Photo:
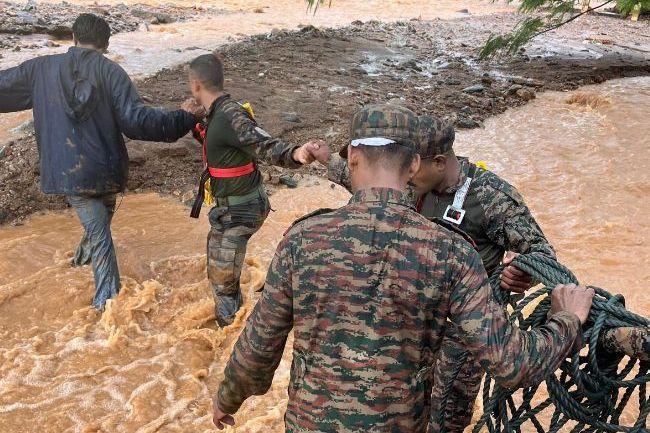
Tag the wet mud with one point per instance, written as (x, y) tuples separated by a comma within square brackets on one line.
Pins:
[(305, 84), (56, 19), (154, 359)]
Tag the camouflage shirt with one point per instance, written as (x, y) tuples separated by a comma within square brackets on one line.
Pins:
[(368, 290), (234, 139), (496, 218)]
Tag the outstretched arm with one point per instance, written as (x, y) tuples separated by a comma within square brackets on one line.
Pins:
[(338, 171), (258, 350), (139, 122), (258, 143), (15, 89)]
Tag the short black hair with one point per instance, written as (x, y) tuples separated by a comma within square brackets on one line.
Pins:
[(208, 69), (89, 29), (392, 156)]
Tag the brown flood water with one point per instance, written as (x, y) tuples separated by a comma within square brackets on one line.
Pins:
[(152, 361)]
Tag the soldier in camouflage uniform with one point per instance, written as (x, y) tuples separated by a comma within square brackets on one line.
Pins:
[(497, 220), (232, 145), (369, 290)]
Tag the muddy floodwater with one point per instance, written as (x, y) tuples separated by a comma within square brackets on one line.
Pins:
[(151, 362)]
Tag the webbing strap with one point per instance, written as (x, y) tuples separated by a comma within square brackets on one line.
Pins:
[(225, 173)]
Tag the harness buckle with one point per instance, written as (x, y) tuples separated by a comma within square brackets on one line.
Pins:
[(454, 215)]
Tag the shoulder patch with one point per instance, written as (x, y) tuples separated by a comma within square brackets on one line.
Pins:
[(490, 180), (309, 215), (452, 228), (262, 132)]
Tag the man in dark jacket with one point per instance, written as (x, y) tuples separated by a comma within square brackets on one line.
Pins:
[(82, 105)]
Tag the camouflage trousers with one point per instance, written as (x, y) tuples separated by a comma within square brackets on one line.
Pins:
[(231, 228), (460, 404)]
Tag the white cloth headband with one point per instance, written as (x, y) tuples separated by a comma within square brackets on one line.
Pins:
[(372, 141)]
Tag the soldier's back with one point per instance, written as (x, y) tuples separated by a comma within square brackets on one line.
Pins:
[(371, 288)]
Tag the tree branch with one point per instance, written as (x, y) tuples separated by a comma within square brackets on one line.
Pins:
[(571, 19)]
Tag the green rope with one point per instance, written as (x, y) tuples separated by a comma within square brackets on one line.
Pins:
[(585, 391)]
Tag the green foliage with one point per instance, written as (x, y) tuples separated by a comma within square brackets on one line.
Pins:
[(551, 14)]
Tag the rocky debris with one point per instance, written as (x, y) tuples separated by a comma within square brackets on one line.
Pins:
[(513, 89), (525, 94), (56, 19), (288, 180), (467, 123), (324, 102), (527, 82), (476, 88), (291, 117)]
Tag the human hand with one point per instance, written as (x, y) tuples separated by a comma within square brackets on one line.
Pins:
[(514, 279), (320, 151), (306, 154), (191, 106), (572, 298), (220, 419)]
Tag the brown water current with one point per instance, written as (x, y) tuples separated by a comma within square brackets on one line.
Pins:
[(152, 361)]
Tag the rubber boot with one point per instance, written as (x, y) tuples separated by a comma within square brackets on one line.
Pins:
[(226, 307)]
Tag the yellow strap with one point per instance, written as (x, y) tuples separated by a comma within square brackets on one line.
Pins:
[(481, 164), (208, 198)]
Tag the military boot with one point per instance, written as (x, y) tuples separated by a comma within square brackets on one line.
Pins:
[(226, 307)]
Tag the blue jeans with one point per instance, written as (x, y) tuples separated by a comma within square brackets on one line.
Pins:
[(95, 214)]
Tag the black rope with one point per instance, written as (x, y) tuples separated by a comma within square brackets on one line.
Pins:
[(586, 392)]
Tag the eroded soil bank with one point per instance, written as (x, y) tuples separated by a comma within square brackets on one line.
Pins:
[(305, 84)]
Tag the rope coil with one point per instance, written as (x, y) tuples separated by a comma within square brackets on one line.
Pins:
[(588, 389)]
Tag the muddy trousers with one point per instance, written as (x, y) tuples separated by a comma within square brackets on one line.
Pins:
[(231, 228), (95, 214), (463, 392)]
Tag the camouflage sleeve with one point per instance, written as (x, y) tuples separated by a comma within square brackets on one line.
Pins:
[(258, 143), (511, 225), (258, 350), (338, 171), (513, 357)]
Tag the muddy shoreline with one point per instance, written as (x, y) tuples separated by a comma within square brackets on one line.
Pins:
[(55, 20), (305, 84)]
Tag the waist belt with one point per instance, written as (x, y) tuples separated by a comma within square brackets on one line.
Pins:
[(235, 200), (210, 173), (225, 173)]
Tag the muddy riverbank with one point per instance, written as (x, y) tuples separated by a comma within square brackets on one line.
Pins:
[(305, 84), (56, 19)]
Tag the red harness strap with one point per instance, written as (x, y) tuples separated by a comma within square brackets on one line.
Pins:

+ + +

Set task
Copy every item above with "tuples" swapped for "pairs" and nothing else changed. Omit the pictures.

Finished exercise
Photo:
Tag the wet mud with one point per instance, written as (x, y) pairs separated by a comma within square brackets on one line.
Pins:
[(305, 84), (56, 19), (154, 359)]
Tag the camouflage shirt with one point per instance, written as (x, y) pairs separated by a comma within square brackets on one line.
Pins:
[(368, 290), (234, 139), (496, 218)]
Tag the outstretched arm with one point per instance, written as (x, y) pairs separated by a comma within square brackets on one line.
Pins:
[(338, 171), (258, 350), (139, 122), (258, 143), (15, 89)]
Tag the short black hair with one point per instance, written as (x, y) pairs separated by a comma within square brackets on one line.
Pins:
[(208, 69), (89, 29), (392, 156)]
Tag the brown flood water with one point per instance, written as (x, y) pairs separated by a comma within square brackets on one line.
Pins:
[(152, 361)]
Tag the soldier in camouflage uniform with one point per instance, written as (x, y) pairs separated by a comma within square brackets on one line.
Pins:
[(497, 220), (232, 145), (369, 290)]
Tag the muddy floodwater with one point per instance, written as (x, y) pairs separated by a comma within square brackets on one line.
Pins:
[(151, 362)]
Tag the webbing strap with one point per instance, written as (x, y) pairs separated by a comma within square brackets on one line.
Pins:
[(225, 173)]
Tag the harness buckle with one point per instance, written as (x, y) pairs separated by a comma within square brackets on one line.
Pins:
[(454, 215)]
Tag the shoulder patch with one point per instance, written as (x, y) pairs separated by a comma within square brackets on one line.
Pins:
[(490, 180), (309, 215), (452, 228), (262, 132)]
Tag the man in dark jacket with one point per instance, written as (x, y) pairs separated by a comma within square brackets on one line.
Pins:
[(82, 105)]
Tag the camouflage trousers with one point per instance, written as (x, y) pairs separated by a comma within square brackets on one line.
Pins:
[(231, 228), (460, 404)]
Tag the white cloth headband with one point per instance, written as (x, y) pairs separated by a comma within square brackets on one line.
Pins:
[(372, 141)]
Tag the soldier's back with one point per instance, written as (x, y) pairs separated by a comma within square brackets on one line.
Pins:
[(371, 288)]
Tag the tree branch with one point per instance, written as (x, y) pairs separated by a comma within square brackets on one line.
Pins:
[(571, 19)]
Tag the green rope with one point per instance, written as (x, y) pairs separated by a comma within square brackets on one line.
Pins:
[(585, 391)]
Tag the green foliage with one point per instance, written as (x, y) pairs separated by a comma within square brackets on one line.
Pins:
[(551, 14)]
Tag the rocky debris with one point per instance, written as (x, y) pairs separated by a comma within square brackets on one line.
Pins:
[(513, 89), (525, 94), (56, 19), (288, 180), (467, 123), (324, 102), (527, 82), (476, 88), (291, 117)]
Tag the human hand with one point per instance, written as (x, y) pairs separated by a comma within square brackets on one line.
Pins:
[(514, 279), (320, 151), (306, 154), (191, 106), (572, 298), (220, 419)]
Tag the brown water current with one point per instance, written as (x, y) pairs separated by a comma within square brackets on one line.
Pins:
[(152, 361)]
Tag the rubber boot with one point per instance, written as (x, y) pairs separated by a comma within square brackets on one line.
Pins:
[(226, 307)]
Tag the yellow strap with one point per instance, written as (x, y) pairs separated by a comma within square brackets on one line.
Pins:
[(481, 164), (208, 198)]
Tag the military boot with one point per instance, written as (x, y) pairs separated by a comma within square brackets on one line.
Pins:
[(226, 307)]
Tag the blue jeans with one point per instance, written as (x, y) pairs separated by a comma within square brackets on one line.
Pins:
[(95, 214)]
Tag the black rope with one point per instance, written as (x, y) pairs separated by a comma within square brackets on one line.
Pins:
[(586, 392)]
Tag the eroded soil bank with one point per instance, written as (x, y) pairs separated by a comma within square brackets on one line.
Pins:
[(305, 84)]
Tag the rope coil with one point per instance, written as (x, y) pairs separated by a comma within square brackets on one line.
Pins:
[(588, 389)]
Tag the muddy trousers with one point per instance, written as (x, y) pairs separated by a comma within square brackets on one line.
Pins:
[(231, 228), (95, 214), (463, 392)]
Tag the camouflage sleeve with one point per instance, written as (x, y) pairs separated by a comma within square brackets on one line.
Pins:
[(258, 143), (511, 225), (258, 350), (338, 171), (513, 357)]
Tag the muddy shoreline with one point per instance, written as (x, y) pairs separated by a comma within square brackets on one line.
Pins:
[(55, 20), (305, 84)]
Tag the waist belt with one point per instance, written as (x, y) pairs separated by a comma within square brackets on one line.
Pins:
[(235, 200), (210, 173), (225, 173)]
Tag the muddy riverbank with one point per instance, written as (x, y) pairs separated by a comma within square brackets on one line.
Pins:
[(305, 84), (56, 19)]
Tag the red harness strap with one point per instance, written as (x, y) pairs separated by a comma within square brackets on one line.
Pins:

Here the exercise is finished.